=== Instruction 1 ===
Which lines of the records contain the string "instance" with the same capitalization? Return each of those lines.

Apache > ManifoldCF > Release Documentation
 

ManifoldCF Scripting Language

Overview

The ManifoldCF scripting language allows symbolic communication with the ManifoldCF API Service in order to define connections and jobs, and perform crawls. The language provides support for JSON-like hierarchical documents, as well as the ability to construct properly encoded REST URLs. It also has support for simple control flow and error handling.

How to use the script interpreter

The ManifoldCF script interpreter can be used in two ways - either as a real-time shell (executing a script as it is typed), or interpreting a script file. The main class of the interpreter is org.apache.manifoldcf.scriptengine.ScriptParser, and the two ways of invoking it are:

java -cp ... org.apache.manifoldcf.scriptengine.ScriptParser
      

or:

java -cp ... org.apache.manifoldcf.scriptengine.ScriptParser <script_file> <arg1> ... <argN>
      

If you choose to invoke ScriptParser in interactive mode, simply type your script one line at a time. Any errors will be reported immediately, and the ScriptParser will accordingly exit. You can also type ^Z to terminate the script.

If you use ScriptParser with a scripting file, that file will be read and interpreted. The arguments you provide will be loaded into an array of strings, which is accessible from your script as the variable named __args__.

=== Data for this task ===
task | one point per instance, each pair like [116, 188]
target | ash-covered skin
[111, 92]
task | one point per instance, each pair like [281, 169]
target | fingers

=== Instruction 2 ===
Could you write what comes next in the ManifoldCF scripting language documentation, picking up right after its last paragraph?

=== Right answer 1 ===
task | one point per instance, each pair like [116, 188]
task | one point per instance, each pair like [281, 169]

=== Right answer 2 ===
Running the script interpreter by hand

When you build ManifoldCF, the required dependent jars for the scripting language are copied to dist/script-engine/lib. You can run the interpreter in interactive mode by typing:

cd dist\script-engine
run-script.bat <args>
        

Or, on Linux:

cd dist/script-engine
run-script.sh <args>
        

You will need to set the environment variable ENGINE_HOME to point at the dist/script-engine directory beforehand, so that the scripts can locate the appropriate jars.

Running the script interpreter using Ant

You can also start the script interpreter with all the correct required jars using Ant. Simply type the following:

ant run-script-interpreter
        

This will start the script interpreter in interactive mode only.

Running the script interpreter using Maven

You can also run the script interpreter using maven. The commands are:

cd framework/script-engine
mvn exec:exec
        

This, once again, will start the interpreter in interactive mode.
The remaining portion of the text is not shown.